Top of Supplied information

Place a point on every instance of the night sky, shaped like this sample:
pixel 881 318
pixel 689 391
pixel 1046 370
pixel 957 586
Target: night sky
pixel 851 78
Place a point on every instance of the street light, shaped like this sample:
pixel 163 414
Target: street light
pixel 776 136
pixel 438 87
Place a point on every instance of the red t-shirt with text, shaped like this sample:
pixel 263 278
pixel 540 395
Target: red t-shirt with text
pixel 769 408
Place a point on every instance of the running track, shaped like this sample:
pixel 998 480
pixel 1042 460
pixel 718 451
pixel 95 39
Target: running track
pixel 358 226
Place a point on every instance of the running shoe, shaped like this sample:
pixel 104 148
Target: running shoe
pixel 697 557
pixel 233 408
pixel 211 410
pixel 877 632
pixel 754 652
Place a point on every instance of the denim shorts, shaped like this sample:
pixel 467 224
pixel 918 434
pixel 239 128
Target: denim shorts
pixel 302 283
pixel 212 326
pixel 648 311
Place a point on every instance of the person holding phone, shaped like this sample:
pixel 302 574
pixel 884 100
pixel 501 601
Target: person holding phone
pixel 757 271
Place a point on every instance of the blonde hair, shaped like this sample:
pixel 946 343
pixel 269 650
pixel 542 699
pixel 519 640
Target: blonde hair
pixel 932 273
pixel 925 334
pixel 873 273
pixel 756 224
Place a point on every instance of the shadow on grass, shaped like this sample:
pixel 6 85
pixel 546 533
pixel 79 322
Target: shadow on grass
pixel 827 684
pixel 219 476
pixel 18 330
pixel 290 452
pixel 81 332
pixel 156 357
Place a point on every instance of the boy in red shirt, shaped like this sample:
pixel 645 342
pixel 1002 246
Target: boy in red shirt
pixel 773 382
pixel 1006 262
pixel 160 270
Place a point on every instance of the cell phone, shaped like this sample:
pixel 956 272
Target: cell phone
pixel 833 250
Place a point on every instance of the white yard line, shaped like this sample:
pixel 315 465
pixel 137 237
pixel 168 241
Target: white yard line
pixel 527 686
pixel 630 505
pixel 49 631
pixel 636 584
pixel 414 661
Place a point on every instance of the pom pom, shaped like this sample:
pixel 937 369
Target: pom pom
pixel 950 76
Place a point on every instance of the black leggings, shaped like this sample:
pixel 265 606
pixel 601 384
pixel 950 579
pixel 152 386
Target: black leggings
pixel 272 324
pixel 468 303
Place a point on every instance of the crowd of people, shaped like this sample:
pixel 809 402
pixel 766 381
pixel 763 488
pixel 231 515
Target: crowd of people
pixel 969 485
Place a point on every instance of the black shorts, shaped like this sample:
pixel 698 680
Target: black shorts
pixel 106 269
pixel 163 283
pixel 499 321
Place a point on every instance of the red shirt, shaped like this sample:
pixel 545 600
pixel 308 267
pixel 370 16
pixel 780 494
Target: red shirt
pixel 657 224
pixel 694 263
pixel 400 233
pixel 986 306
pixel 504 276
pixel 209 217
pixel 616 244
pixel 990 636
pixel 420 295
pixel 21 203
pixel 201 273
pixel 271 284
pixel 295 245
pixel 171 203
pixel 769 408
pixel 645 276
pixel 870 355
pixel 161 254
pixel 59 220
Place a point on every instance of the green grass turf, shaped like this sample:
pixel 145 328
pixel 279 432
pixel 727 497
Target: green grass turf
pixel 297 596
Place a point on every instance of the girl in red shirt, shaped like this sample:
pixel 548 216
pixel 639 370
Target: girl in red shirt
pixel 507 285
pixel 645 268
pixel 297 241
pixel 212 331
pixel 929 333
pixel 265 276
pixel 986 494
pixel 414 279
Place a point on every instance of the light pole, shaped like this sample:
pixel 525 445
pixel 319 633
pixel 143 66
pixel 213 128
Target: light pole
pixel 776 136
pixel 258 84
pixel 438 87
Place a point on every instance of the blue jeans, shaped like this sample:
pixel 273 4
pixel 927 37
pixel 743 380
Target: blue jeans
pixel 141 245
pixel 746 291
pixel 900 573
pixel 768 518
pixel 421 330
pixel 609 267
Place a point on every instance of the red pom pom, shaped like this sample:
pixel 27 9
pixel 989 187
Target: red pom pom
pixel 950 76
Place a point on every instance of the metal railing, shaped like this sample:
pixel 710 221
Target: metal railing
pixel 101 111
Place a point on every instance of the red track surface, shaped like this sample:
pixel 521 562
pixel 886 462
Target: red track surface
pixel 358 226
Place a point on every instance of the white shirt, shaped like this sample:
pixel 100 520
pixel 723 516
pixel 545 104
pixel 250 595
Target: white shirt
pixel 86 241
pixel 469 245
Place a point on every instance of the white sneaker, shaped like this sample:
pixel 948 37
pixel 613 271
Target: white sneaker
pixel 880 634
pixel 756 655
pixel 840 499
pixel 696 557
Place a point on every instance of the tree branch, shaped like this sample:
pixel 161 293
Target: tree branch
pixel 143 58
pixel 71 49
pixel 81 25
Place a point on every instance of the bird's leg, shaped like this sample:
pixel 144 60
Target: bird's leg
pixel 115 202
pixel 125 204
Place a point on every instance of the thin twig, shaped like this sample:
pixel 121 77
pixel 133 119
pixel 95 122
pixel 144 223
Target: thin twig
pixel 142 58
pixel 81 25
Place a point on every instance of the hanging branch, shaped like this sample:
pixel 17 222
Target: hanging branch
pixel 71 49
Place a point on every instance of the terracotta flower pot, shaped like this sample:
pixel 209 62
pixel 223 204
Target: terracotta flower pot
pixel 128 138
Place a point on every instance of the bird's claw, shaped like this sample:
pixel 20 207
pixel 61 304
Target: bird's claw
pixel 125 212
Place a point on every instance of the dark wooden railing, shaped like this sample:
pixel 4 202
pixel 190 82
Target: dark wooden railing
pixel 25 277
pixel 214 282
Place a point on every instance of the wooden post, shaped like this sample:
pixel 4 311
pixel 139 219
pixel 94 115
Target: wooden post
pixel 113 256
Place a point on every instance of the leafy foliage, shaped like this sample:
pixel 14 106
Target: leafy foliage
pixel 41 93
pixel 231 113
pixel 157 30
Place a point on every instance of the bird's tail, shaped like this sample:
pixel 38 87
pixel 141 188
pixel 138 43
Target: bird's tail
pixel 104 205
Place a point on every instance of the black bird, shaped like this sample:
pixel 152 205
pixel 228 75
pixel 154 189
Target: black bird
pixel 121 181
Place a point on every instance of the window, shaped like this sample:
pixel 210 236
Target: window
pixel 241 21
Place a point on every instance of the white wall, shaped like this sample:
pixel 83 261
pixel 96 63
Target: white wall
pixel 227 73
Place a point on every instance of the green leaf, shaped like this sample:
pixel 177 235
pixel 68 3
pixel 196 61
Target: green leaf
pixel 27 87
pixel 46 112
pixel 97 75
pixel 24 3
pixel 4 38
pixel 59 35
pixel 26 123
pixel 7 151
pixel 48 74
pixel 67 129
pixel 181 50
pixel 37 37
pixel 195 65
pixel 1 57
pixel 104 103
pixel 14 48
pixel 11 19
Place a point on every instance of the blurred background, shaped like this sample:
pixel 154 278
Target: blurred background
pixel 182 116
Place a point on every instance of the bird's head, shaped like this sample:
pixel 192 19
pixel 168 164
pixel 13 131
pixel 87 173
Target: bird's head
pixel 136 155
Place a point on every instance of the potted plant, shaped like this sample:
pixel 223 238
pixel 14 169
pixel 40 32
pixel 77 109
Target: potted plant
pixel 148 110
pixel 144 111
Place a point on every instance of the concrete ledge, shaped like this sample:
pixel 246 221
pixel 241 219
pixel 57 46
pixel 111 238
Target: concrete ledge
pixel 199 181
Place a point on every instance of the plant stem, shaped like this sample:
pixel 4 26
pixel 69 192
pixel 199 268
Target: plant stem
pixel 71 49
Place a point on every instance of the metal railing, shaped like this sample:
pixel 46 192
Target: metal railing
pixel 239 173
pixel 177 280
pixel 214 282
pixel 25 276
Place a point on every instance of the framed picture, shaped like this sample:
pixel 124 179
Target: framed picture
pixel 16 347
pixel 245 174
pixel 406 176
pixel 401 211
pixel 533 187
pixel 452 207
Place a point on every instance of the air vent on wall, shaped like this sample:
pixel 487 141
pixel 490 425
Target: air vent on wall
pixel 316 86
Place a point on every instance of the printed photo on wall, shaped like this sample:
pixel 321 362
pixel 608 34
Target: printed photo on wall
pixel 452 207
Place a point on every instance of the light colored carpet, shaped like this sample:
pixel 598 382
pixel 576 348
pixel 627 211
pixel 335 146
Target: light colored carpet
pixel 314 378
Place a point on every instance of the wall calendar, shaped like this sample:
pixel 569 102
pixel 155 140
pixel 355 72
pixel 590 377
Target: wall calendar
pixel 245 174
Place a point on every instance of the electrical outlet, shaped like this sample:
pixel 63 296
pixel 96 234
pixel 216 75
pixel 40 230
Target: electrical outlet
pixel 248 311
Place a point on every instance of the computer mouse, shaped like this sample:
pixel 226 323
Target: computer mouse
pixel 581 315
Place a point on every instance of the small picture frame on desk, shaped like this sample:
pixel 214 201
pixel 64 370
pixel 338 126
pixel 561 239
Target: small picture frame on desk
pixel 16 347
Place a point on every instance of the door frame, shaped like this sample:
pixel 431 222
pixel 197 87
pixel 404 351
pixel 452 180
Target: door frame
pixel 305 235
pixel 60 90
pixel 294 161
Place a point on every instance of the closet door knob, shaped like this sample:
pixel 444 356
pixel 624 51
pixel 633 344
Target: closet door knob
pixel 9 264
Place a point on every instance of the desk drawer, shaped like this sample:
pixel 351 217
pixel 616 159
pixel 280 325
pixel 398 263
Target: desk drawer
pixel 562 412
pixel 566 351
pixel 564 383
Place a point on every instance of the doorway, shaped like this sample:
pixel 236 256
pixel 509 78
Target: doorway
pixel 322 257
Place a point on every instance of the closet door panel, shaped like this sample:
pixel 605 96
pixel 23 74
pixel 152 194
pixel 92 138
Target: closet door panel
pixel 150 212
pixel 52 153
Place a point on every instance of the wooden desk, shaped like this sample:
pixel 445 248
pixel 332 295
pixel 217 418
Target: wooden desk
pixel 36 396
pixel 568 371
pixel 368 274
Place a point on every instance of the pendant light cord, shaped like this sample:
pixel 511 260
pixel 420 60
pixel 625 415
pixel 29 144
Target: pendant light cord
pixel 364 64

Bottom of Supplied information

> **Work task**
Beginning at the first line of the records, retype exactly every line up to and including the one with "pixel 540 395".

> **Answer to this task**
Place a point on every instance of the night sky, shaped like this sample:
pixel 881 318
pixel 689 391
pixel 1046 370
pixel 957 586
Target: night sky
pixel 851 78
Place a point on every instance of the street light, shaped like this sample:
pixel 163 414
Target: street light
pixel 776 136
pixel 438 87
Place a point on every instance of the red t-shirt with text, shaped like this sample:
pixel 263 278
pixel 540 395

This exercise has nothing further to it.